■ **SELECTED EXCERPT**:

In an effort to improve outcomes for consumers and respond more quickly to the changing financial sector, the Financial Conduct Authority (FCA) has launched a new three-year strategy.
The UK’s financial watchdog says it is prioritising resources to “prevent serious harm, set higher standards and promote competition”.
It will also hold itself accountable against published outcomes and metrics for the first time.
Anne Fairweather, Hargreaves Lansdown head of government affairs and public policy, described the three-year plan as a “welcome step forward”.
“In particular, we welcome the fact that the FCA sees informed and empowered consumers as an important defence against bad conduct,” Fairweather said.
“Over time, consideration needs to be given as to how this aim is measured. Data from firms, collated under the consumer duty, could really drive this ambition.”
She stressed that there should also be a broader aim to help consumers improve their “financial resilience”, such as preventing high-risk investments.
“[O]ver the coming 3 years, using the consumer duty as a driver, we believe that firms can and should do more to improve the outcomes for consumers, ensuring that they are building their resilience over time," she added.
A large part of the strategy will focus on shutting down “problem firms” that do not meet regulatory standards.
The FCA is hiring an additional 80 employees in new roles to help close these companies, protecting consumers from potential fraud and poor treatment.
The strategy builds on CEO Nikhil Rathi’s decision to commit the regulator to become more “innovative, assertive and adaptive” last July, in a move towards being a more data-led platform.
“Our new strategy enables the FCA to respond more quickly to the rapidly changing financial services sector,” Rathi said.
“It will give us a foundation to continuously improve for the benefit of our stakeholders, and respond swiftly to economic and geopolitical developments.”

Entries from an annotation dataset
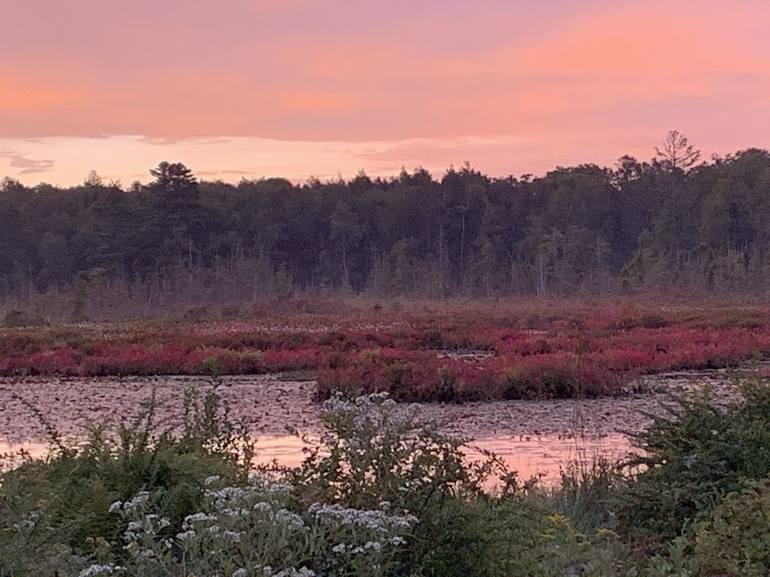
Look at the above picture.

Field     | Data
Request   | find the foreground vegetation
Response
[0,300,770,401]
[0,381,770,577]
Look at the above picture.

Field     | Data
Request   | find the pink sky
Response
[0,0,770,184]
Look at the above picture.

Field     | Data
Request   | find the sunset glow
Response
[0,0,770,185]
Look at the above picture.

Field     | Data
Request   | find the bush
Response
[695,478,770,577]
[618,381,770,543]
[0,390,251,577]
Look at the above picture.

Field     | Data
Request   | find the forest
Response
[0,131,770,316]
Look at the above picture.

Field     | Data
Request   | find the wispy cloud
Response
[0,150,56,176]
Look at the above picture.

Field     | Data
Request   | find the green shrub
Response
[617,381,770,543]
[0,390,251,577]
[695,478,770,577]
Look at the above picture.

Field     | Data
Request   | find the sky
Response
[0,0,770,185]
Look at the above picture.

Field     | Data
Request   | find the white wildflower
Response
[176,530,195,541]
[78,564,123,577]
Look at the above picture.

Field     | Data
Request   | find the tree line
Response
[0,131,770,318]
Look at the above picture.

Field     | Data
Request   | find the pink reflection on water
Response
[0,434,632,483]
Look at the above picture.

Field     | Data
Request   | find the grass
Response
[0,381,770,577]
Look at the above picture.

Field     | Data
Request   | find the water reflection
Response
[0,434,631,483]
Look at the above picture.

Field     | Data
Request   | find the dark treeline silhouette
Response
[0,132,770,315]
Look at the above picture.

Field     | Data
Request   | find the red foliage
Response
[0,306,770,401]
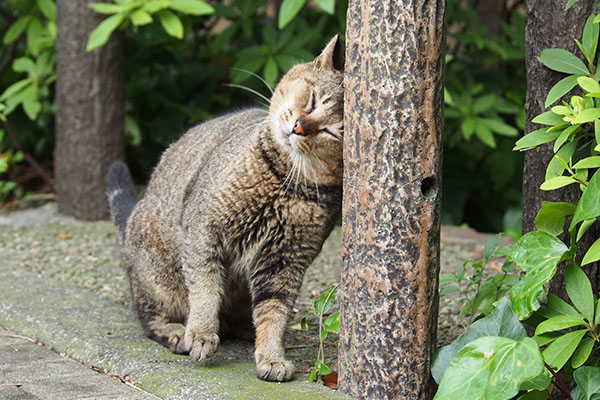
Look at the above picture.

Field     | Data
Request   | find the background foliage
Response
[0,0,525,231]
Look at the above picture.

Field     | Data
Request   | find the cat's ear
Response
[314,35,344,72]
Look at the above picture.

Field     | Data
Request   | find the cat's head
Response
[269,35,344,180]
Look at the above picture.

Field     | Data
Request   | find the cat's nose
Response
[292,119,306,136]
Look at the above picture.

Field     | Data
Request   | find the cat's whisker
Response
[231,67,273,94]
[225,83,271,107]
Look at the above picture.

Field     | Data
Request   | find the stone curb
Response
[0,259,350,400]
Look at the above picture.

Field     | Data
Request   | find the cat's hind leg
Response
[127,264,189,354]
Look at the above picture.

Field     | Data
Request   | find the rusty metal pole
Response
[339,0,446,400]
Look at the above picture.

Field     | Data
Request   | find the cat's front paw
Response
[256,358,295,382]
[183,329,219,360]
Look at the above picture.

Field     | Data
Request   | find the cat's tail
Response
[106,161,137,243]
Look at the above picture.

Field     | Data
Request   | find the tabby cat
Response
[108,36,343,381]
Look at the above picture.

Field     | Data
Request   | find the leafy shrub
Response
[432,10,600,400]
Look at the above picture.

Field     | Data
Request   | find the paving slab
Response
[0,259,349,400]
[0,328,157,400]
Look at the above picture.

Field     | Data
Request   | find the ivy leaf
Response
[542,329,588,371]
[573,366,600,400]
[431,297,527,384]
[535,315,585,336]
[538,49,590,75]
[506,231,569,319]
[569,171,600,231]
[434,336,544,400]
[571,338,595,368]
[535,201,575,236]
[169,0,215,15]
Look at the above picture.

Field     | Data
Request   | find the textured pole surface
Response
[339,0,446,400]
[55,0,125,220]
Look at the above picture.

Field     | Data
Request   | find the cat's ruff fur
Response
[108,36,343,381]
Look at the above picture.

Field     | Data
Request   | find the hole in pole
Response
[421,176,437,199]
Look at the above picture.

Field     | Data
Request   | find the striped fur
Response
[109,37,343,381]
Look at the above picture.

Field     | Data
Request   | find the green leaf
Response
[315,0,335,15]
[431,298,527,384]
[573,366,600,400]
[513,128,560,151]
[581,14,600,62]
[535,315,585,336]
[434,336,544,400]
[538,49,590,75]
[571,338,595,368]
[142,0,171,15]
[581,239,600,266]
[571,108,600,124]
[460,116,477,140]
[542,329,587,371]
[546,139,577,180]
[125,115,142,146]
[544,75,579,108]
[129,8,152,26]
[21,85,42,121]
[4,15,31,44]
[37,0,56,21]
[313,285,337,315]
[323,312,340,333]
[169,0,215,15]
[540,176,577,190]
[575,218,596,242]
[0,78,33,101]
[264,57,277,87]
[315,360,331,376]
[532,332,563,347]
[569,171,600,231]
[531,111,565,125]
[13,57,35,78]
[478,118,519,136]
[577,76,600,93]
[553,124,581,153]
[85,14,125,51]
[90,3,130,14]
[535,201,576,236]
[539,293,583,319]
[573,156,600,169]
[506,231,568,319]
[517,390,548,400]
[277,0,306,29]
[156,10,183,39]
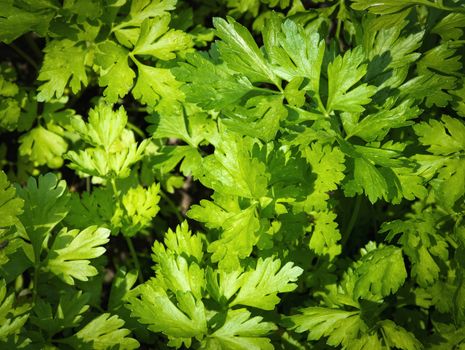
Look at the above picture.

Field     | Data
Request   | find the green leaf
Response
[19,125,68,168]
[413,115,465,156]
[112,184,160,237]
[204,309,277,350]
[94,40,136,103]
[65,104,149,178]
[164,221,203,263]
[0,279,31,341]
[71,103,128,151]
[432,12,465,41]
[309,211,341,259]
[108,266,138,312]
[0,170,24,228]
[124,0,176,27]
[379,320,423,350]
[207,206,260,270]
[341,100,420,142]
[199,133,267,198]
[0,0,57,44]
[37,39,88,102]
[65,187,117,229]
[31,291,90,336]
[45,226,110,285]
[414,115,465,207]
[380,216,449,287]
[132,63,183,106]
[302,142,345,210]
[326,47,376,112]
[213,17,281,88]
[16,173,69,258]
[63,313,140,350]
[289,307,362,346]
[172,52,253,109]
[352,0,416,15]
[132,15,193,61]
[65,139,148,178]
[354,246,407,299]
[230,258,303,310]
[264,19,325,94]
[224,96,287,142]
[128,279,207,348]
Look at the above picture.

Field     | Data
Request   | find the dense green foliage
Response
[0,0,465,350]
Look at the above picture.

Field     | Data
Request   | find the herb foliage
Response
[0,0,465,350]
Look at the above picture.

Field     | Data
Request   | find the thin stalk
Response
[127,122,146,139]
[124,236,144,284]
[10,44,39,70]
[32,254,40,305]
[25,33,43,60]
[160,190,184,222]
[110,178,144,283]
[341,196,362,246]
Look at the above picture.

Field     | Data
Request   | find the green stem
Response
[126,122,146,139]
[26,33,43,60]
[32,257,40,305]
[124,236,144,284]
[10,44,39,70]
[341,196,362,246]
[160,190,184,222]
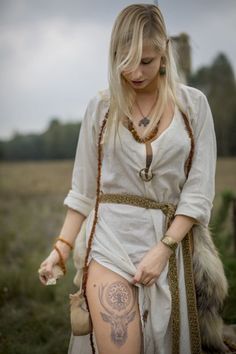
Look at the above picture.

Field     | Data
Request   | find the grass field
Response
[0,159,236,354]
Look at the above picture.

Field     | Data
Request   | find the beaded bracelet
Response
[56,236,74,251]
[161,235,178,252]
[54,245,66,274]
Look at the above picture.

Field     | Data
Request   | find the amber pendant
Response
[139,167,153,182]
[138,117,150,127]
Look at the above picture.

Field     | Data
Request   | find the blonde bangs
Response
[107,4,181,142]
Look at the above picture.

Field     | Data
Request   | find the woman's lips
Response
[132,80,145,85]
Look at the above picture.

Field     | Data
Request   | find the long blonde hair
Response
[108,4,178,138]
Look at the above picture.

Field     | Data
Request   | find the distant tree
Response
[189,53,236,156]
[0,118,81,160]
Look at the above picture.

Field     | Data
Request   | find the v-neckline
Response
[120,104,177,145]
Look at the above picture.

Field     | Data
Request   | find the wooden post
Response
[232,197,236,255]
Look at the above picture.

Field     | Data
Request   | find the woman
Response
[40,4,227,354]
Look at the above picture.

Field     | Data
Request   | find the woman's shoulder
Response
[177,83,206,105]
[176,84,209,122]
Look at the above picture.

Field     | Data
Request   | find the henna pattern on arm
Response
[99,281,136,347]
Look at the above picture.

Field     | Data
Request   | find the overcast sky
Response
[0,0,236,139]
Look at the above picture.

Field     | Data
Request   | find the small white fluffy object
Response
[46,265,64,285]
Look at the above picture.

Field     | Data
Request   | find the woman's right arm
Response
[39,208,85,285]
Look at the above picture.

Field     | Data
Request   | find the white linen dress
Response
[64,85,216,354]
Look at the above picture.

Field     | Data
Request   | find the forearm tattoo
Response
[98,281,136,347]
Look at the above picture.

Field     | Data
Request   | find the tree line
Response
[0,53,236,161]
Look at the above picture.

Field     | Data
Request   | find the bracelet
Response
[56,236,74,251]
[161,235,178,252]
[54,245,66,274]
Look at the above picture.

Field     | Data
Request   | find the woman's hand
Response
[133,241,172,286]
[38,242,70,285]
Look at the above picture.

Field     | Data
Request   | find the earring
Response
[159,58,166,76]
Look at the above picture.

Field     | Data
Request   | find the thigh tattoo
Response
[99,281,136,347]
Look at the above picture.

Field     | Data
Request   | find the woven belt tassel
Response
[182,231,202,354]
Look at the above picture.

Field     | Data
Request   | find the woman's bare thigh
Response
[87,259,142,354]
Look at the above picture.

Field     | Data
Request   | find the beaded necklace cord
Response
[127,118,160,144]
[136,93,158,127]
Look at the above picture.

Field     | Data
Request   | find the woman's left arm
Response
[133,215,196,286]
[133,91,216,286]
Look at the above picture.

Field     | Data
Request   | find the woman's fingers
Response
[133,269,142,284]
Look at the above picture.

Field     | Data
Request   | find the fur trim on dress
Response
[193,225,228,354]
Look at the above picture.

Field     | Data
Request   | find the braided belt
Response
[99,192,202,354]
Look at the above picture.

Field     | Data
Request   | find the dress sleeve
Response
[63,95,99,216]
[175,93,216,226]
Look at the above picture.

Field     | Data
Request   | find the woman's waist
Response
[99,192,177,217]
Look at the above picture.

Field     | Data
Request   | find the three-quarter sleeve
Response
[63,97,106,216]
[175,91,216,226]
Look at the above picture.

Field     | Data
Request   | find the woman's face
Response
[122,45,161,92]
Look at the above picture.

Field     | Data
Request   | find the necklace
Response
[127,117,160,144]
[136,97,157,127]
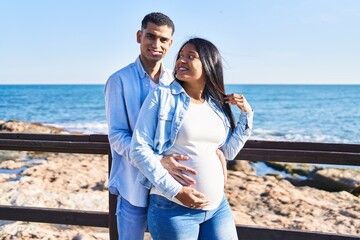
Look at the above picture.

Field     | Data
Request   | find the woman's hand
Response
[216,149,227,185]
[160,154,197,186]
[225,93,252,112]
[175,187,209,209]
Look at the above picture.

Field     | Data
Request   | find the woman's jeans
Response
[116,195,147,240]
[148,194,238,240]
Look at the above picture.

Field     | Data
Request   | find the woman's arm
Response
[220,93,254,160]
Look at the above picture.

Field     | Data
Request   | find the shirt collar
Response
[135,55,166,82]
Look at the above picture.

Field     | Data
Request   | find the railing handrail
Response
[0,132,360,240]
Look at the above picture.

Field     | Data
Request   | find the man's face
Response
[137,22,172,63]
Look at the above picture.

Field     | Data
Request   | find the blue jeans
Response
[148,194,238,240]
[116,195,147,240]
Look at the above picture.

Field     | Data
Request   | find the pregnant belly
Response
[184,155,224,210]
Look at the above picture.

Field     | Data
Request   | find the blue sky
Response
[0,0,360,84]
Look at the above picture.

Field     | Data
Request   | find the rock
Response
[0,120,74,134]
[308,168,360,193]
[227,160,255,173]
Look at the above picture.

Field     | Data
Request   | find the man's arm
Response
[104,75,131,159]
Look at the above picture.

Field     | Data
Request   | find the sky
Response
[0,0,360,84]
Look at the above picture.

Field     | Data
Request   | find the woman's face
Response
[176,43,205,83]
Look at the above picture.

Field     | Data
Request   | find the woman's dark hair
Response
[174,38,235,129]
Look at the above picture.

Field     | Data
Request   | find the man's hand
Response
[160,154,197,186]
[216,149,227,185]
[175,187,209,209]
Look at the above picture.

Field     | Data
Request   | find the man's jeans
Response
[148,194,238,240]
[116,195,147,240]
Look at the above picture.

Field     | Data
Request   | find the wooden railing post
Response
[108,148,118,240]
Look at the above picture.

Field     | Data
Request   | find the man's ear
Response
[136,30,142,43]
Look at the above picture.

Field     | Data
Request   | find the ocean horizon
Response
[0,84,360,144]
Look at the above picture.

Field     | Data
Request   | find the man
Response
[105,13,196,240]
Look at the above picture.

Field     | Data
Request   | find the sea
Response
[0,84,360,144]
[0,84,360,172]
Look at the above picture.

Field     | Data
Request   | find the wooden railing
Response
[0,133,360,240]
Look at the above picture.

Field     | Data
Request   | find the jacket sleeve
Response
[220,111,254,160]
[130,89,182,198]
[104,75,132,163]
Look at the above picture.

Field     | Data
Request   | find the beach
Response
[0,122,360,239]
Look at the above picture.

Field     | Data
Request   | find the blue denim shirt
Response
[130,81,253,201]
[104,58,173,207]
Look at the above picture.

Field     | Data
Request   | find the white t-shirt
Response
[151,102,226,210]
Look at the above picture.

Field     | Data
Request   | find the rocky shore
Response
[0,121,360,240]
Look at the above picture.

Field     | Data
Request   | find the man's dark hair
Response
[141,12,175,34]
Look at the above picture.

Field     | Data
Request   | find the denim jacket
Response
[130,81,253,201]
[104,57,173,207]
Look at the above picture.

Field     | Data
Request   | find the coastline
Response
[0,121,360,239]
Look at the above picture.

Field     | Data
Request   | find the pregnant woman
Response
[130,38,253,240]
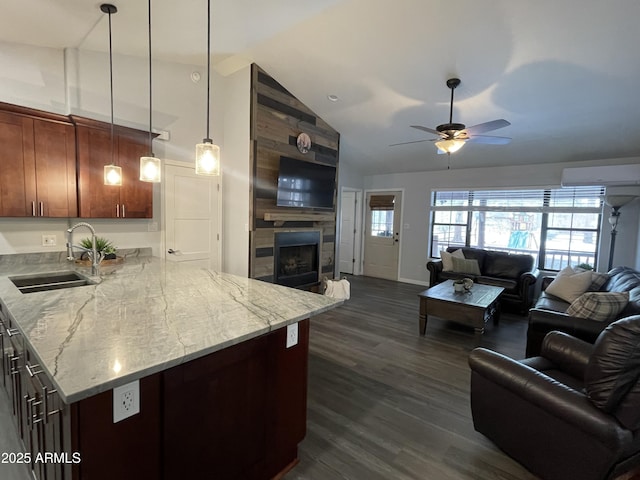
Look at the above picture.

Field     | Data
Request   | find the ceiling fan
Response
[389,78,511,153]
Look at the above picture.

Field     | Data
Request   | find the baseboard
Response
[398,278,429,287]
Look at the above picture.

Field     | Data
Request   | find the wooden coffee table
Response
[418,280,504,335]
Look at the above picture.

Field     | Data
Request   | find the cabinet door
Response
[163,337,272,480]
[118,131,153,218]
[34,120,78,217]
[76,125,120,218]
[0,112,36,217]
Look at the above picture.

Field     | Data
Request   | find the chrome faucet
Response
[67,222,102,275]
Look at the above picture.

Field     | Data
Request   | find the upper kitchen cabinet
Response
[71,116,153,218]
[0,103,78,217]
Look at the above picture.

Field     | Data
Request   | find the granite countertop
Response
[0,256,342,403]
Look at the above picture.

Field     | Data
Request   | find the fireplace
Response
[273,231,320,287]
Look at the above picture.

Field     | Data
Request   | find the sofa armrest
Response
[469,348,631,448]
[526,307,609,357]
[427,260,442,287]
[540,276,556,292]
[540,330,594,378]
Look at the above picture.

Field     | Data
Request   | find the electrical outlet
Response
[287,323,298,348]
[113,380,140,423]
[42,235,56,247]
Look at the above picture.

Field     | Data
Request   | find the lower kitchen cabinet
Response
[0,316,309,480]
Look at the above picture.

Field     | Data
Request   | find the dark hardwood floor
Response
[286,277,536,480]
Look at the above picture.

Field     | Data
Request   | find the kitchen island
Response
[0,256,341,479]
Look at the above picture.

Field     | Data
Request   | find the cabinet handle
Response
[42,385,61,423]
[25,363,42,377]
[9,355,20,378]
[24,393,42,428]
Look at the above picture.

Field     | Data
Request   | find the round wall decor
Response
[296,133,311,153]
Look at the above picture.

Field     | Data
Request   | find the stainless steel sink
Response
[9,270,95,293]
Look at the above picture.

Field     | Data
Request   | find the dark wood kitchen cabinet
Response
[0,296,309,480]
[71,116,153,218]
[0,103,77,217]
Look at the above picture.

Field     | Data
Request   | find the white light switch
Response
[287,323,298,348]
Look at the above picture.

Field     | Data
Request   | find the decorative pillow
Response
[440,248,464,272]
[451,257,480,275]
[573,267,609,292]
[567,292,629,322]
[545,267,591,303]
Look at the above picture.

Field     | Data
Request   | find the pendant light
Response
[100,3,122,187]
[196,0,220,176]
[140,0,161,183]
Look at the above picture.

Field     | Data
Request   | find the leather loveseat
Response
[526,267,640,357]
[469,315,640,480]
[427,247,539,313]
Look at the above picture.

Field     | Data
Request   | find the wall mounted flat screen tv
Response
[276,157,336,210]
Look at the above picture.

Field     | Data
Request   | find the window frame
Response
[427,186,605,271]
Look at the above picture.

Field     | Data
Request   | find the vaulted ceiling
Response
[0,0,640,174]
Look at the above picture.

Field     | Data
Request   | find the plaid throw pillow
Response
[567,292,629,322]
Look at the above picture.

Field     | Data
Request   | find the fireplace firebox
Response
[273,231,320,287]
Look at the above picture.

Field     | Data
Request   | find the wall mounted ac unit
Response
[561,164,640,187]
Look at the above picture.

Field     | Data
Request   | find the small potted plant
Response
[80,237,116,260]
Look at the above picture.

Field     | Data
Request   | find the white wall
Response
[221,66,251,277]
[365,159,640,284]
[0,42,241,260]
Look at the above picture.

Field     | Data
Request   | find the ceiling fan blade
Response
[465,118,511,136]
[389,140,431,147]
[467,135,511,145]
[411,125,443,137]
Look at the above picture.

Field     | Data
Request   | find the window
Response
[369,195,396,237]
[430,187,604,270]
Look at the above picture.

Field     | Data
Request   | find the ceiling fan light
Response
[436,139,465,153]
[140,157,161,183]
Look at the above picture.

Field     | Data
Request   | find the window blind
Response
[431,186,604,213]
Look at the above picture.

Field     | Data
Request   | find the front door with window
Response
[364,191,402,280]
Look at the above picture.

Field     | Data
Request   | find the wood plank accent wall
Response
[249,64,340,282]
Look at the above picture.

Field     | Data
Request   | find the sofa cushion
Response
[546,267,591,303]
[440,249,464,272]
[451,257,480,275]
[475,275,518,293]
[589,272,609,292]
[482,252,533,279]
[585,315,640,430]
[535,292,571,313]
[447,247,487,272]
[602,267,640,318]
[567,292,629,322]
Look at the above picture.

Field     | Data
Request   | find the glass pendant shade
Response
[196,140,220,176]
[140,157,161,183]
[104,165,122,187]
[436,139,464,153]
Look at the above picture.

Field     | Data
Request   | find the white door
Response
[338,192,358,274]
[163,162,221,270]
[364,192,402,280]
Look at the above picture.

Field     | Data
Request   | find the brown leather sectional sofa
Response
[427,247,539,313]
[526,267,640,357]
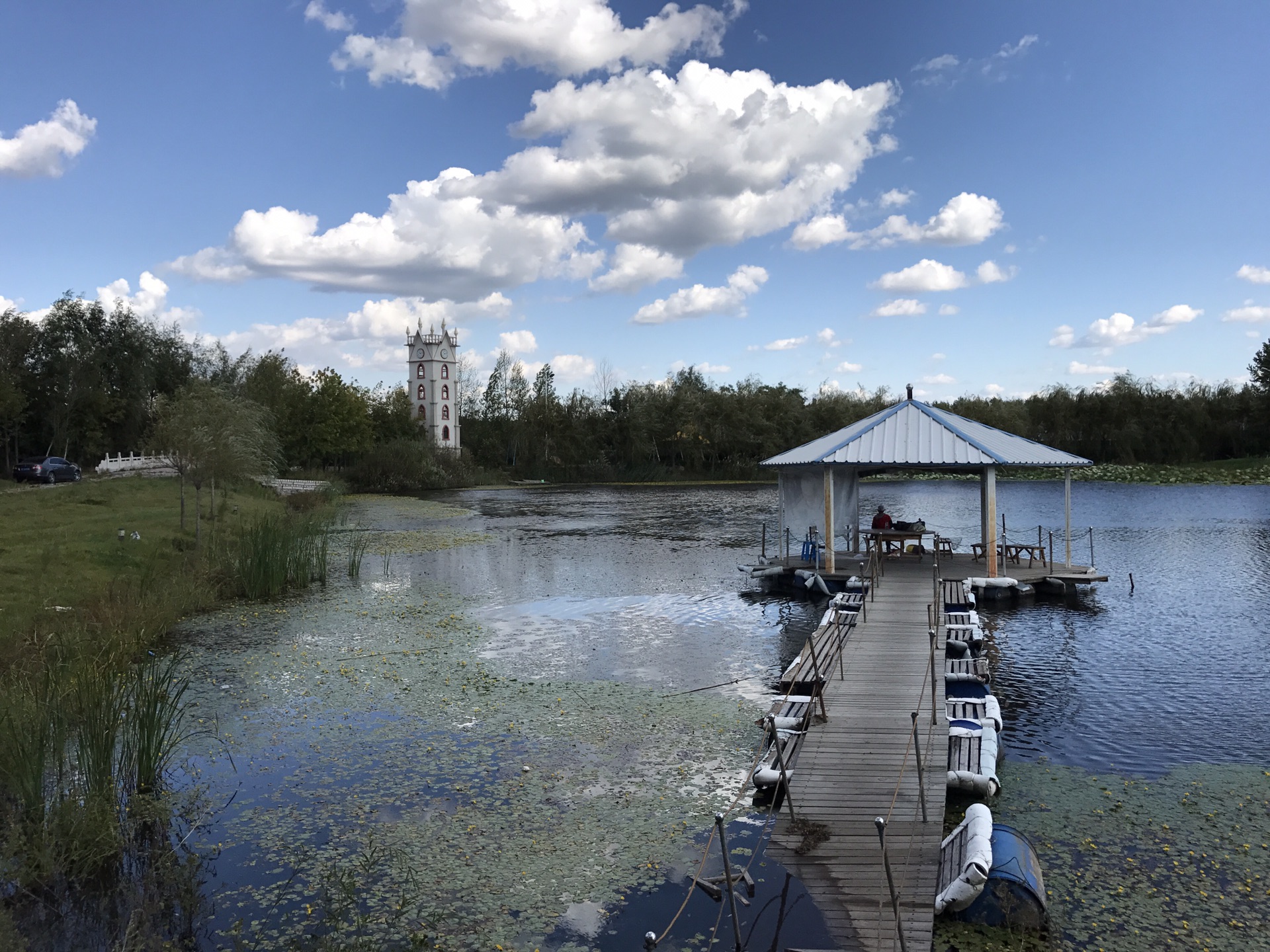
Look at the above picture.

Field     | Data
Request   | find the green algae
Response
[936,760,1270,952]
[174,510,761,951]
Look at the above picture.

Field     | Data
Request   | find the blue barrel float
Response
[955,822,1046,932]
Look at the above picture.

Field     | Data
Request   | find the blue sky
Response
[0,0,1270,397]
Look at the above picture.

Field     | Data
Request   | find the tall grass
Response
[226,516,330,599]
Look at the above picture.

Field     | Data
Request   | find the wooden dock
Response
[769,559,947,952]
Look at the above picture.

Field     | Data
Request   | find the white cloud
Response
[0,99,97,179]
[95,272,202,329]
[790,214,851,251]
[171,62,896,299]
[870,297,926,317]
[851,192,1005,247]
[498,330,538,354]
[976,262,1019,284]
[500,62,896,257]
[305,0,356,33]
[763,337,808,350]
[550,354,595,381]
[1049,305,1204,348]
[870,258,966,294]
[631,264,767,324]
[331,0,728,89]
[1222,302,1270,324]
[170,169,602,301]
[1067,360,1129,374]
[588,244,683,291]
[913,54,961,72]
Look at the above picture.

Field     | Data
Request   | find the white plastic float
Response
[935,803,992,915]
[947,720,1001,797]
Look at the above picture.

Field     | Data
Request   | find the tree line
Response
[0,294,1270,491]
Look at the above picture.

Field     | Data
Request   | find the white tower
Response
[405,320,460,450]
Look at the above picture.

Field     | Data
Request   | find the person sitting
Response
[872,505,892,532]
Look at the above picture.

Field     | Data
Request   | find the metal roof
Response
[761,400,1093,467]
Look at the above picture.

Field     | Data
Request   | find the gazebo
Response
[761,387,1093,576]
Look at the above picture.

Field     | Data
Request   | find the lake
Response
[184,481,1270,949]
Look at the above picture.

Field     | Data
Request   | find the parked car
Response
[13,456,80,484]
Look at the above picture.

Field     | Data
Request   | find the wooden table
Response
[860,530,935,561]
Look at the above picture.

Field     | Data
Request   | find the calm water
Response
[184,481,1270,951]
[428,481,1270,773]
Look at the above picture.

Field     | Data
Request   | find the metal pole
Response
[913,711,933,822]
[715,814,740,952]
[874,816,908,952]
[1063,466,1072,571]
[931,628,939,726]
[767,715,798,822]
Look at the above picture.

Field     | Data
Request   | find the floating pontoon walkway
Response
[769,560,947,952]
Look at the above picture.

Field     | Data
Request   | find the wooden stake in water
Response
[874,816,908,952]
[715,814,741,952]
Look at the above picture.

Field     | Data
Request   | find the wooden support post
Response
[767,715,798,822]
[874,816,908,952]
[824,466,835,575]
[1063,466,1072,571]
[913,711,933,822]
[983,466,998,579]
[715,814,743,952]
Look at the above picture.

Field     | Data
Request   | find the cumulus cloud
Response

■ **STATED EXERCISE**:
Answer these questions from the FCA strategy article:
1. How many years does the FCA's new strategy cover?
2. How many additional employees is the FCA hiring to help close problem firms?
3. Which three qualities did Nikhil Rathi commit the regulator to becoming last July?
The material has no connection to the FCA strategy article.

■ **EXERCISE OUTPUT**:
1. Three years.
2. 80.
3. Innovative, assertive and adaptive.